SEGMENTO DEL DOCUMENTO:
La distruzione del passato è la perdita del nostro futuro

Aggiornamento: 14 mag 2020

Il passato è cultura. È cultura nella forma più profonda perché composto dalle espressioni della memoria dei popoli. Nel nostro passato risiede la nostra coscienza, la nostra consapevolezza dei diritti e dei doveri morali. Non vi è emancipazione sociale ed umana senza la conoscenza e la comprensione di ciò che siamo stati.


Non è un caso, a mio avviso, che oggi si viva una sorta di «presente permanente», citando uno dei più importanti storici viventi E. J. Hobsbawm, in cui vi è una mancanza quasi totale del passato storico. Tale fenomeno, inoltre, non è solo relativo alla maggior parte dei giovani, come sostiene invece Hobsbawm, ma peggio ancora è esteso a chi in parte la storia l'ha un po' vissuta e forse dimenticata, ovvero i cosiddetti adulti.

OBIETTIVO:
Le affermazioni seguenti concordano con il testo sul passato? Per ciascuna rispondi sì o no e cita alla lettera le parole del testo che lo decidono.
(a) Il passato è composto dalle espressioni della memoria dei popoli.
(b) Il testo concorda con Hobsbawm nel ritenere che il fenomeno riguardi solo i giovani.
(c) Hobsbawm viene presentato come uno dei più importanti storici viventi.

ESTRATTO DEI DATI:
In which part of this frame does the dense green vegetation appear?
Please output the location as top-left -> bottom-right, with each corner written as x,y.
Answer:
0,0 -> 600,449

RISULTATO ATTESO:
(a) Sì: «perché composto dalle espressioni della memoria dei popoli».
(b) No: «non è solo relativo alla maggior parte dei giovani, come sostiene invece Hobsbawm».
(c) Sì: «uno dei più importanti storici viventi E. J. Hobsbawm».